▶ [AIM OF THE EXERCISE]
Reproduce the lines starting with the line that contains "Tag the parked" and going on through the line that contains "[(401, 358)]", both included, character for character. Leave the pictures out.

········

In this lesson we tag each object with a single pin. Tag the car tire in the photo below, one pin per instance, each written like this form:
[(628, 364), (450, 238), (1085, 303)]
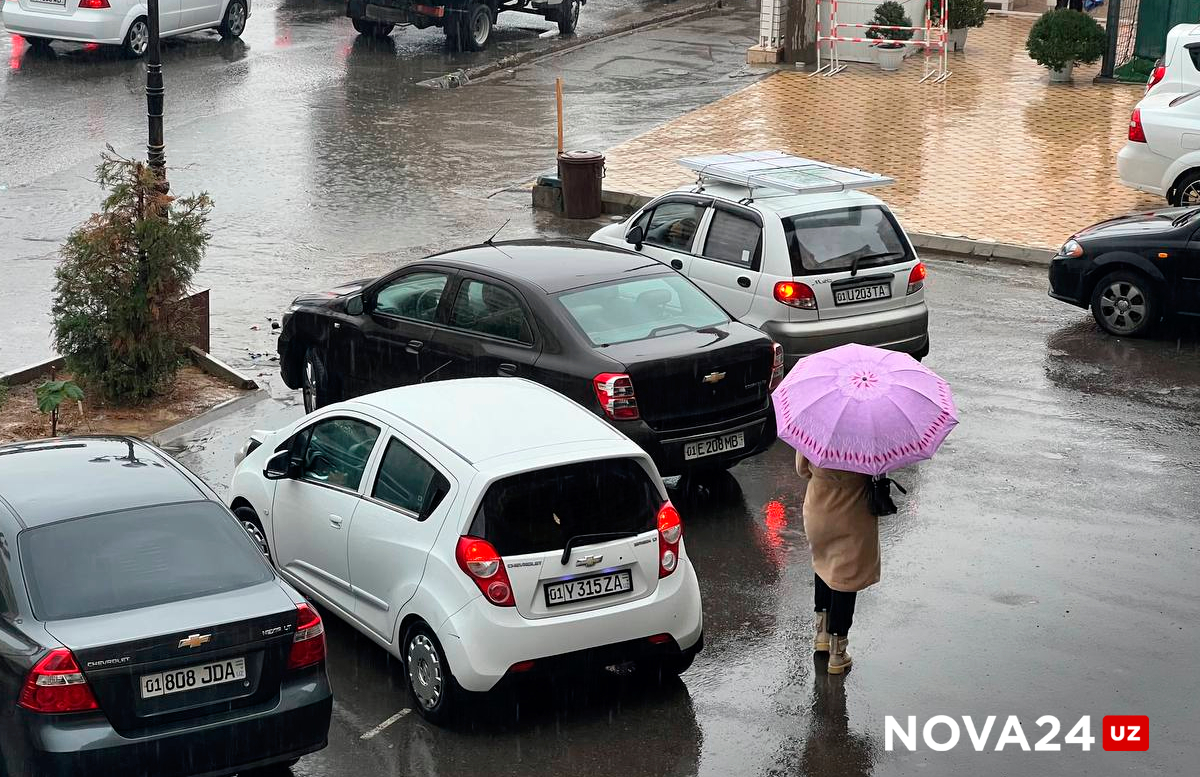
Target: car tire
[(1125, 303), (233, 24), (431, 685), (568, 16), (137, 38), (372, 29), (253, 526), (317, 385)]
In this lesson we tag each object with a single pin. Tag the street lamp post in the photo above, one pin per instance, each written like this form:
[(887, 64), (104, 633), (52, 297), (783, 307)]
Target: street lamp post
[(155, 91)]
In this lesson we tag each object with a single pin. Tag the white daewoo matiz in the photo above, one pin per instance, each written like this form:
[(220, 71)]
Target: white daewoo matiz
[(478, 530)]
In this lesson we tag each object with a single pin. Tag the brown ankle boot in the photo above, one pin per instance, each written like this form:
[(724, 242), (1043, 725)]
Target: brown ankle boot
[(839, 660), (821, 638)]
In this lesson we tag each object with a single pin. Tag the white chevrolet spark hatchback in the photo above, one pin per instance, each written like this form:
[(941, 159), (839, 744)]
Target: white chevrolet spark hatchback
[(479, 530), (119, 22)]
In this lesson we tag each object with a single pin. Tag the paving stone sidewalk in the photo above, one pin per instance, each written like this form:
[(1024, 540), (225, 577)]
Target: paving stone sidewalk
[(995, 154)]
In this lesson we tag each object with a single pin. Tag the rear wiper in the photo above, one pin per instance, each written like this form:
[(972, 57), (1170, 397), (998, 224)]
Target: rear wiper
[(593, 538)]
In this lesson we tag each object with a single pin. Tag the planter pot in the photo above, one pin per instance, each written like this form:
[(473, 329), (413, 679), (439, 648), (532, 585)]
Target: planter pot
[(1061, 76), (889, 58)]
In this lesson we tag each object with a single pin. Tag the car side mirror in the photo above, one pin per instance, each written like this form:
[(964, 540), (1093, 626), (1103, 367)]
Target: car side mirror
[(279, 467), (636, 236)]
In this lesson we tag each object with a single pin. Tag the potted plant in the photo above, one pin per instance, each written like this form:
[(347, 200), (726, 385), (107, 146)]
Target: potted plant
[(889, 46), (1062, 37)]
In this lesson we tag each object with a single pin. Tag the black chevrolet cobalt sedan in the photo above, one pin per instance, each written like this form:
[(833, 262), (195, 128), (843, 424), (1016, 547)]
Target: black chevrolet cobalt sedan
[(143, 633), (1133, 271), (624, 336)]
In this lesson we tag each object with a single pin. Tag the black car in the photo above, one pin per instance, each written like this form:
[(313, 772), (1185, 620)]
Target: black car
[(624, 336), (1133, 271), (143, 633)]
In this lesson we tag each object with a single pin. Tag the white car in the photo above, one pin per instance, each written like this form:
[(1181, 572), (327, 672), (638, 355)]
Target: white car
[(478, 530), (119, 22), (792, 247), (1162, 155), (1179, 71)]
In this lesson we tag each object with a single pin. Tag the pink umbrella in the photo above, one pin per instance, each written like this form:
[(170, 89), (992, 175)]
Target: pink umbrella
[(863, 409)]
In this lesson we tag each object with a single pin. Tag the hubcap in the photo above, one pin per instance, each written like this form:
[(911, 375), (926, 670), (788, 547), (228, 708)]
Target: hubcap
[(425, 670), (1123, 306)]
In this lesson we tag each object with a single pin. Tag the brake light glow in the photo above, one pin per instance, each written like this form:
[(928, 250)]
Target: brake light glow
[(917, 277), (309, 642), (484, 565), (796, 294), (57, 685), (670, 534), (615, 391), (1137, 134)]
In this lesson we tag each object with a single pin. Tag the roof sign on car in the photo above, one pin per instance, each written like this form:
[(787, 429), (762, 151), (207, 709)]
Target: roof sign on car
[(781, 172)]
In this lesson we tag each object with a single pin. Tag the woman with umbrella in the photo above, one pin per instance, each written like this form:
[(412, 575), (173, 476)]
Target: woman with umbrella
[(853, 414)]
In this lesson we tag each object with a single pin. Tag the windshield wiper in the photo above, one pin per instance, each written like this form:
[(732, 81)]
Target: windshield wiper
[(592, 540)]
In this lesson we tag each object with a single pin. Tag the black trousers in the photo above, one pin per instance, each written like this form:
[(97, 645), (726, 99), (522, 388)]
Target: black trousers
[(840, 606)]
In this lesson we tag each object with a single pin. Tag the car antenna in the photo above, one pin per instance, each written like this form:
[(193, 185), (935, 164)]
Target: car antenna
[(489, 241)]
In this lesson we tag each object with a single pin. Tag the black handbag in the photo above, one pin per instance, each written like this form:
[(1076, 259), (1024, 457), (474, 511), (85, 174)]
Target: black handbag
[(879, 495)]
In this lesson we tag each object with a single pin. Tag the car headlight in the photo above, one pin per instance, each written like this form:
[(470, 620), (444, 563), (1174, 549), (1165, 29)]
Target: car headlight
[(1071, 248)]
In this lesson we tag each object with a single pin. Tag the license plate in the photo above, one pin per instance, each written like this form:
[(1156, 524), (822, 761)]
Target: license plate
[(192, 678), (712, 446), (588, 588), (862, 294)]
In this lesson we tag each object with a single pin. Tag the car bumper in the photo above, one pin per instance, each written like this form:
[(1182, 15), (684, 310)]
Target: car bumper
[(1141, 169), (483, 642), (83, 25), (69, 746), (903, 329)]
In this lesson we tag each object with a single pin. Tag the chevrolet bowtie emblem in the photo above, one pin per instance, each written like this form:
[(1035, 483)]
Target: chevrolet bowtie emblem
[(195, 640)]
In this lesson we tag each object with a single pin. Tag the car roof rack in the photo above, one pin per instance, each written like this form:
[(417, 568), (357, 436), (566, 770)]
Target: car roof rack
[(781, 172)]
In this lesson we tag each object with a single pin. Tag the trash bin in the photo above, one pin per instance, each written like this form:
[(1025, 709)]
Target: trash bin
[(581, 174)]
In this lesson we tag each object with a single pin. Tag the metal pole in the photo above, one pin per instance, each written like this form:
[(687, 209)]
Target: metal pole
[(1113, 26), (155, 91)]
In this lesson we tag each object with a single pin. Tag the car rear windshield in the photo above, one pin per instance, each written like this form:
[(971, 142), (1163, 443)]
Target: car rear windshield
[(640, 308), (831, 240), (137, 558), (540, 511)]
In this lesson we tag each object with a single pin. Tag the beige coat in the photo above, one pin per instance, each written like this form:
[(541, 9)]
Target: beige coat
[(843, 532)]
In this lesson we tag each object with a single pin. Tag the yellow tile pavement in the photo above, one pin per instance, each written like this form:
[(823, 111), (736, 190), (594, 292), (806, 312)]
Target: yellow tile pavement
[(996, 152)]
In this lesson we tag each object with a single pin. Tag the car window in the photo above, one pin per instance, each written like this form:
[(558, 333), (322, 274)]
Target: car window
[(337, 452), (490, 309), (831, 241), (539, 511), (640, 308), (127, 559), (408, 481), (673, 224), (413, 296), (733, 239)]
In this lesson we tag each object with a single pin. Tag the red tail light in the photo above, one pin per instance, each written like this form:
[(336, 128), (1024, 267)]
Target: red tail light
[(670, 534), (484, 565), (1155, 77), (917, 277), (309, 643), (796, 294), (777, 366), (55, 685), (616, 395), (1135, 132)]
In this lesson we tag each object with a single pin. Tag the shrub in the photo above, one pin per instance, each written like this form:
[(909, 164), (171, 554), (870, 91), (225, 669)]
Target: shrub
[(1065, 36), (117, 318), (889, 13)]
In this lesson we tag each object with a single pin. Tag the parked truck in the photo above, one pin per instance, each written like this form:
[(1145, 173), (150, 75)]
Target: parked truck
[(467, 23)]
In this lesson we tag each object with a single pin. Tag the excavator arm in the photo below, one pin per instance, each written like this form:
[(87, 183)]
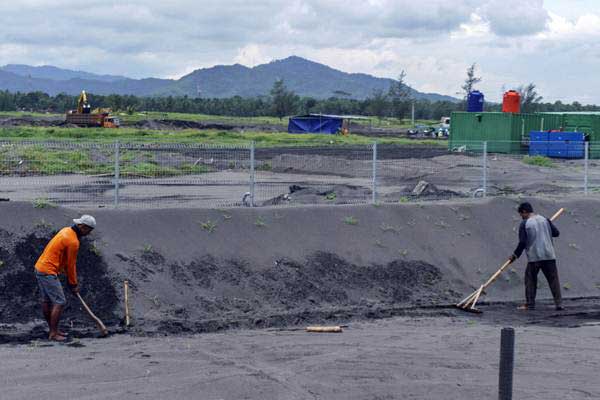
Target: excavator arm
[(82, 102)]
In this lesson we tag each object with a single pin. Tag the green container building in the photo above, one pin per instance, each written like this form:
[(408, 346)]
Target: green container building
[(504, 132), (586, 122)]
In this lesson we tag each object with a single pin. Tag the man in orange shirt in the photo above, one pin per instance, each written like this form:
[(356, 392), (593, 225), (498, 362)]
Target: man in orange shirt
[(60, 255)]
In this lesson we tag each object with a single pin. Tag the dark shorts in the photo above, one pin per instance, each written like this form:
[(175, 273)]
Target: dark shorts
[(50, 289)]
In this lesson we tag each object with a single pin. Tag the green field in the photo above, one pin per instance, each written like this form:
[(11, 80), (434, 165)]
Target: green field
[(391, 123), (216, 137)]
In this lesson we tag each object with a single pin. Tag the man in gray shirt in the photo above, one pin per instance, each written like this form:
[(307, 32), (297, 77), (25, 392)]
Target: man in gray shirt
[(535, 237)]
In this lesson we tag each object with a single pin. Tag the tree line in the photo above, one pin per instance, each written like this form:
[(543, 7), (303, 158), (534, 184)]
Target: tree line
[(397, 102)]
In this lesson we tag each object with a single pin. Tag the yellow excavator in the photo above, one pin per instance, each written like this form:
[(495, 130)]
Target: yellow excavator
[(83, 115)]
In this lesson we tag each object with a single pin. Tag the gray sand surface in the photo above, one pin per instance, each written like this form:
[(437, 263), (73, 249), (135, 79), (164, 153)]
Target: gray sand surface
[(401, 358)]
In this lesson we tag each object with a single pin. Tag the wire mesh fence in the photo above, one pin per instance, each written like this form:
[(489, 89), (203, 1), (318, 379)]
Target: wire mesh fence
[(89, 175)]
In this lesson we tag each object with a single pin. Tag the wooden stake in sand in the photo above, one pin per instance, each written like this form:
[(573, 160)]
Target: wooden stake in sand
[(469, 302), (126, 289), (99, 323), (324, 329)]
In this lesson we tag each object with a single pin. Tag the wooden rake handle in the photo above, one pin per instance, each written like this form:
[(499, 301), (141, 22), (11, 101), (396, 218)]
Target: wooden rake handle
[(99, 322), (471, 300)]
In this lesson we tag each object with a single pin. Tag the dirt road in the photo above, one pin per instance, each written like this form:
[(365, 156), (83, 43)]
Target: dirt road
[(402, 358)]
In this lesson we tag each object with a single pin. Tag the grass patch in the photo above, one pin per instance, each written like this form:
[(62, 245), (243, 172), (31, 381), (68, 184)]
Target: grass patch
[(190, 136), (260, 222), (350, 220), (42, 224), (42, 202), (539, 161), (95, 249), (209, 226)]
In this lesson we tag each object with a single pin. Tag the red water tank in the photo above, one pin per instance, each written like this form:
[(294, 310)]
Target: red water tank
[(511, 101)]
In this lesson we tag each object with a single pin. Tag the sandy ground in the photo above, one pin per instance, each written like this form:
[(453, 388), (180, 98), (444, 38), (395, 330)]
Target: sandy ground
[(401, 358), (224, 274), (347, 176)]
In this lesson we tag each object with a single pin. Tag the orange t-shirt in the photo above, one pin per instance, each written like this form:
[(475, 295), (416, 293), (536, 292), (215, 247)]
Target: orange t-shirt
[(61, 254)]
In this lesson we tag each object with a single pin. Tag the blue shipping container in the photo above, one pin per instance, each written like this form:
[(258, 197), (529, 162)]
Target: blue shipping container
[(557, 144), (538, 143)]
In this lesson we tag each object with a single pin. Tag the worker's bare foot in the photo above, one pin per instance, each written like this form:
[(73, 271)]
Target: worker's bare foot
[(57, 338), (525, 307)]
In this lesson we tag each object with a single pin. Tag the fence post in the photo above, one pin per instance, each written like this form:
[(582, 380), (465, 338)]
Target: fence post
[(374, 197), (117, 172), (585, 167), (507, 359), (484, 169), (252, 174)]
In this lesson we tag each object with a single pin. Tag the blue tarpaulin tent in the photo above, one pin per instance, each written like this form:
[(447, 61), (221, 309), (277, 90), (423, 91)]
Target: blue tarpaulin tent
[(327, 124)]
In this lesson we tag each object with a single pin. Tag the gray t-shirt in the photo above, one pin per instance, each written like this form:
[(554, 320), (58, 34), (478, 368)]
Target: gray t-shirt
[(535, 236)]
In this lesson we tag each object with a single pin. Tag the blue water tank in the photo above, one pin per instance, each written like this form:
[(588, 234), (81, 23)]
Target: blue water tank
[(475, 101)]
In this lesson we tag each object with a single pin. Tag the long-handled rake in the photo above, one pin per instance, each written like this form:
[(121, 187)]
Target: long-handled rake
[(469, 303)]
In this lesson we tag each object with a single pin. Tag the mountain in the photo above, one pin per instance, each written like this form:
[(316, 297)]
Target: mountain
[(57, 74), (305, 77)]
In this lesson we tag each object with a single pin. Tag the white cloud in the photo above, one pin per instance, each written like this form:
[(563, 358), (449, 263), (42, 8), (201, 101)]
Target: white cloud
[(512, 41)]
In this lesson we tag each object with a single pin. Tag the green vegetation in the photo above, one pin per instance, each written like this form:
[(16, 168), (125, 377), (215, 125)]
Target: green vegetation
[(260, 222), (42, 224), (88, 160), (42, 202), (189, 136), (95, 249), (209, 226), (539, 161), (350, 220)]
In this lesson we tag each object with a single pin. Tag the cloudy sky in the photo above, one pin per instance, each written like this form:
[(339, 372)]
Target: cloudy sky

········

▶ [REPLY TO THE EXERCISE]
In this lesson we tag each object with a single pin. Tag the parked truck in the photo above, one pin per instance, each written like this form:
[(1145, 173), (150, 75)]
Target: parked truck
[(467, 23)]
In this lesson we tag each object with a single pin. Tag the excavator arm in the photo below, one pin per instance, each written like this form:
[(87, 183)]
Target: excavator arm
[(82, 102)]
In this lesson we tag each object with a single pin. Tag the green container building in the photo above, one pin per instance, each written like this form:
[(408, 346)]
Target: green container building
[(504, 132), (586, 122)]
In this lesson we tag each object with a single pin. Tag the man in orange shirt in the photo above, one pin per instance, each written like this form:
[(356, 392), (593, 225), (498, 362)]
Target: man in orange shirt
[(60, 255)]
In this lesson we tag each object with a single pin. Tag the dark shorts in the photo above, one pin per instance, each written like this form:
[(175, 273)]
Target: dark shorts
[(50, 289)]
In this lesson we tag each object with a single pin. Tag the green field in the photo above, one pin per instance, each written like this form:
[(11, 80), (434, 165)]
Target: green field
[(391, 123), (216, 137)]
In this lesson we tag each object with a single pin. Tag the man in gray shirt in the photo above, one pin per instance, each written like this form:
[(307, 32), (297, 77), (25, 392)]
Target: man in gray shirt
[(535, 237)]
In this lesson we tag each object with a single pin. Tag the tree line in the photo above, one pin per instance, each written like this form:
[(543, 7), (303, 158), (534, 184)]
Target: tree line
[(397, 102)]
In this lesson we tag each object with a single pin. Tag the yellow excavator in the photo above, one pin per instance, each written like this form:
[(495, 130)]
Target: yellow excavator
[(83, 115)]
In this lesson we tag each object with a single pin. Tag the gray sand surface in the photo above, one pin per instance, each written like this form:
[(437, 263), (73, 249), (135, 79), (164, 153)]
Target: gray sand surface
[(401, 358)]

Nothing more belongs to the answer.